EXERCISE =
Reproduce the material below verbatim, beginning at the line that contains "Guideline: for every instance of the pathway" and ending with the final line of the material, both ends included.

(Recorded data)
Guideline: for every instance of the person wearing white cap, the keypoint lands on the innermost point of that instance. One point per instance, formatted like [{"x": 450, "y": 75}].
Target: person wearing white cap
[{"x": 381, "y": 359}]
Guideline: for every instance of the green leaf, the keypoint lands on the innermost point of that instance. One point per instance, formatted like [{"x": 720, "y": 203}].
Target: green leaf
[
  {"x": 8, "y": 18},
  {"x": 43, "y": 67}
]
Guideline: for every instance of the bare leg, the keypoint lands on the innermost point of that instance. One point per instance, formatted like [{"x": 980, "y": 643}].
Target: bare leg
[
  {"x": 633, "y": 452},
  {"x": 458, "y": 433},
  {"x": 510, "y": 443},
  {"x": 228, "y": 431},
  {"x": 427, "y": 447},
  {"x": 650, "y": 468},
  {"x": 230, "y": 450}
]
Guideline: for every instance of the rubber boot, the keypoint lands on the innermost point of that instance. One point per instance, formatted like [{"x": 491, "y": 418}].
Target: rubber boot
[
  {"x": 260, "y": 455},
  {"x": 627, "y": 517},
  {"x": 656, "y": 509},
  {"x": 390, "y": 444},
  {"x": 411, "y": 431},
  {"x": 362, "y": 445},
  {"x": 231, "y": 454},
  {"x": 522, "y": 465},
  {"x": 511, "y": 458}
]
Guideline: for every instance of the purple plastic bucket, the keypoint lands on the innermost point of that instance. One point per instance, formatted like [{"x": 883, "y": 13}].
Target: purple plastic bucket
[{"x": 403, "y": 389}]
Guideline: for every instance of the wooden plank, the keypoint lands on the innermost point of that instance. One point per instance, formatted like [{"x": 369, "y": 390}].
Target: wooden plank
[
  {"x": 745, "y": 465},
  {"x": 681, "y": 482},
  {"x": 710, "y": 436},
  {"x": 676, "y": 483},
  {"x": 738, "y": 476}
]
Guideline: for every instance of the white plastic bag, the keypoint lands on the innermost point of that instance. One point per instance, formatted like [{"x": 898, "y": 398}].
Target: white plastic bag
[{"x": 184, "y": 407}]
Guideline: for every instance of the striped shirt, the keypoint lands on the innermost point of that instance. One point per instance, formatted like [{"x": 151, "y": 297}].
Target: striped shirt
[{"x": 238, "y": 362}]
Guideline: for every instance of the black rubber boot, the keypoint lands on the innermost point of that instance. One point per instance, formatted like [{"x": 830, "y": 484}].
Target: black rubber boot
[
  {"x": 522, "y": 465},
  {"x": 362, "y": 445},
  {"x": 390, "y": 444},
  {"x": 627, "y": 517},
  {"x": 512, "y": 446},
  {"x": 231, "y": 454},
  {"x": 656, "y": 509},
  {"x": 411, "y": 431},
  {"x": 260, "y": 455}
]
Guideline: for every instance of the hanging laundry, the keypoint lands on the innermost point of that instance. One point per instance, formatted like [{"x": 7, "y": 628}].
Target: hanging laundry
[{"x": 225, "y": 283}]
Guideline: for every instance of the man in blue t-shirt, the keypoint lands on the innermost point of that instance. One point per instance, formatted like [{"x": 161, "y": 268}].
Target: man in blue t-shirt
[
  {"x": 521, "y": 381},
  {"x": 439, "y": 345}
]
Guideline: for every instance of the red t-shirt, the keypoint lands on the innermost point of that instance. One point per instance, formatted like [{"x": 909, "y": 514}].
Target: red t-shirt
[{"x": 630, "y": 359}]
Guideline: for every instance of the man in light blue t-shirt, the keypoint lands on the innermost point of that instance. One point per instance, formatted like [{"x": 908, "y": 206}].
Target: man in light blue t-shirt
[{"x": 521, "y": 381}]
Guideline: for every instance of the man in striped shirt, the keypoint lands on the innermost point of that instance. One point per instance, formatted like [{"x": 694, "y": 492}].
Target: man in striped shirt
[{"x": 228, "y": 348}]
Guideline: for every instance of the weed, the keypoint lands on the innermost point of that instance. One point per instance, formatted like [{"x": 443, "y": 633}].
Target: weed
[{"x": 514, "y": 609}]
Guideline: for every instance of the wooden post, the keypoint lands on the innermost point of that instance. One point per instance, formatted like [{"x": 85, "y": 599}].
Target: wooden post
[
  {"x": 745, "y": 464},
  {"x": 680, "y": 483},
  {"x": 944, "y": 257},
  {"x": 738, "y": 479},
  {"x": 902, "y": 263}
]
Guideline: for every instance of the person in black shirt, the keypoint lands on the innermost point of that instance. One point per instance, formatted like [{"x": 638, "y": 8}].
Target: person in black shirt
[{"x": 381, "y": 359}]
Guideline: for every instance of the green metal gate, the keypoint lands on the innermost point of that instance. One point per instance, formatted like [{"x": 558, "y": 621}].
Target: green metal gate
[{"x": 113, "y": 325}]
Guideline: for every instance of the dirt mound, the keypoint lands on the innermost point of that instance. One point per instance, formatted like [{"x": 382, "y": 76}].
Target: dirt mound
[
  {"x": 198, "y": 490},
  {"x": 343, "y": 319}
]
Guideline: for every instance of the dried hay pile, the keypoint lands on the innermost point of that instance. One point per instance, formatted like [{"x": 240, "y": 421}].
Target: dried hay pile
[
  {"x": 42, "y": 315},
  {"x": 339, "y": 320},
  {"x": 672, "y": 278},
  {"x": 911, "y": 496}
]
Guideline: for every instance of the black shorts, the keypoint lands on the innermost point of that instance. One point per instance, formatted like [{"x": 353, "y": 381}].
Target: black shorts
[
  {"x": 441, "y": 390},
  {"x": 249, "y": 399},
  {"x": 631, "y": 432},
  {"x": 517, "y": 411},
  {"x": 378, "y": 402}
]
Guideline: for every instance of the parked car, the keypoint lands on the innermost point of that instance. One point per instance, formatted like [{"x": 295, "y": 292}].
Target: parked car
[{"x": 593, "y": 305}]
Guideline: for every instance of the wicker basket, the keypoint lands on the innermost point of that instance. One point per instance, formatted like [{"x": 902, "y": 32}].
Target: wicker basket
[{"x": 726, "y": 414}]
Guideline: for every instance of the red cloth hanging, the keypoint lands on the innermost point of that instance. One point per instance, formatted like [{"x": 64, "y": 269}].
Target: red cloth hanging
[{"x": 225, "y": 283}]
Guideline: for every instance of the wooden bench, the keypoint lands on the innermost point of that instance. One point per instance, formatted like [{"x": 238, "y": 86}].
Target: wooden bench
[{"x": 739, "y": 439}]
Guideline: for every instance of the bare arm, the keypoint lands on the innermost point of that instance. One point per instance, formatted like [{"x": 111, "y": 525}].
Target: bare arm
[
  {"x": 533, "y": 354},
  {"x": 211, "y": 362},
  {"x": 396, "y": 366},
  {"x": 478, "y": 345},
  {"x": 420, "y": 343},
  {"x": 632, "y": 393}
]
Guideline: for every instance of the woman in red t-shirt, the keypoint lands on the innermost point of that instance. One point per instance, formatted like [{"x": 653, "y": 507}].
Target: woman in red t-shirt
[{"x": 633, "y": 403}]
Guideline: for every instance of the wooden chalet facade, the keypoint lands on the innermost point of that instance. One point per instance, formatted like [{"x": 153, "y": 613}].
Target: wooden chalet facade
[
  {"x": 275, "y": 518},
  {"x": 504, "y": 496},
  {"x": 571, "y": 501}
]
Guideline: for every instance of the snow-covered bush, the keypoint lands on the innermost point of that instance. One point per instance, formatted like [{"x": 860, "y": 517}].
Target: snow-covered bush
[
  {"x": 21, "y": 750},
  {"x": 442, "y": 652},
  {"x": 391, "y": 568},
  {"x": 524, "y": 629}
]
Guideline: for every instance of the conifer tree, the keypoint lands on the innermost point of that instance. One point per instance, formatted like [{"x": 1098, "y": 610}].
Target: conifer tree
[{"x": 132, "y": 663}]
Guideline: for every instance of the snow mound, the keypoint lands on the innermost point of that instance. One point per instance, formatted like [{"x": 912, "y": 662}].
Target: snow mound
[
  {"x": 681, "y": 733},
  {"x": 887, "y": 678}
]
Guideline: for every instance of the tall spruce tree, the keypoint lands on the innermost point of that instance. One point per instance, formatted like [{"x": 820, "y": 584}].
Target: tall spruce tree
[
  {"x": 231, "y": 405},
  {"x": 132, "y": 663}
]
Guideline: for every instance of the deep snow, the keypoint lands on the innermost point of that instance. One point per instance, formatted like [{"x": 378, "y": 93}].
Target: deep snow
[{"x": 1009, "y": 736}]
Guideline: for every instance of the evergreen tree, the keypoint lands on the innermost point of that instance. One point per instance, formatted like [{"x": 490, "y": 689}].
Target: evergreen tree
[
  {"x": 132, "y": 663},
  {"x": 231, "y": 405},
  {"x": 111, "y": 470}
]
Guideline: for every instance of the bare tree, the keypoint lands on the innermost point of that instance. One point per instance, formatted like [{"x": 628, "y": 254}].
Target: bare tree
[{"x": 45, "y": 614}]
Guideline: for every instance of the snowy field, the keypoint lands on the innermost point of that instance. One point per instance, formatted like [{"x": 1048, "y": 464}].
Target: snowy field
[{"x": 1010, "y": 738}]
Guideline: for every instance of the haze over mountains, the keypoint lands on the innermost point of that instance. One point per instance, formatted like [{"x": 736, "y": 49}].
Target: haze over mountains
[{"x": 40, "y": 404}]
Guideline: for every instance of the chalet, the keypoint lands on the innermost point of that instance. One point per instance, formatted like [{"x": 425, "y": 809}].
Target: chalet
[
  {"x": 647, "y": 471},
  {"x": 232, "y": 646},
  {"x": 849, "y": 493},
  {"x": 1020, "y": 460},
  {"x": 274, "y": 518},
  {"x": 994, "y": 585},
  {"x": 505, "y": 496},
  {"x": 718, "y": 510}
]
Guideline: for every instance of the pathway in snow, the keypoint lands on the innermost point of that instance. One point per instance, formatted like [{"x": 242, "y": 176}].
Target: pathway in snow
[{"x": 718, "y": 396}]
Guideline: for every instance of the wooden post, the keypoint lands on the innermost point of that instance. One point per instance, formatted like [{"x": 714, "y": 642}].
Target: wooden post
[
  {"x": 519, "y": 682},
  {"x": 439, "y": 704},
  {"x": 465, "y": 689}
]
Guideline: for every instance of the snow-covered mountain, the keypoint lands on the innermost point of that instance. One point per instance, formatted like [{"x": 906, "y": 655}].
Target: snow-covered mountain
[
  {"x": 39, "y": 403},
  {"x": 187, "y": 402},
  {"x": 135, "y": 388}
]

FINISHED TASK =
Guideline: for every instance of the pathway in snow, the keypoint lands on the innermost point of that instance. One point per instance, formatted like [{"x": 242, "y": 176}].
Target: pathway in snow
[{"x": 718, "y": 396}]
Guideline: for every instance of the wooden post, the keypoint lands on the innermost point of that instance. One point per instance, formatted like [{"x": 714, "y": 642}].
Target: wooden post
[
  {"x": 519, "y": 682},
  {"x": 439, "y": 704},
  {"x": 465, "y": 689}
]
Guideline: for every instance of the snow-covered mountain, the keypoint lands on the innermost point of that instance. One point per instance, formatted like [{"x": 906, "y": 655}].
Target: snow-covered mountain
[
  {"x": 39, "y": 403},
  {"x": 187, "y": 402},
  {"x": 135, "y": 388}
]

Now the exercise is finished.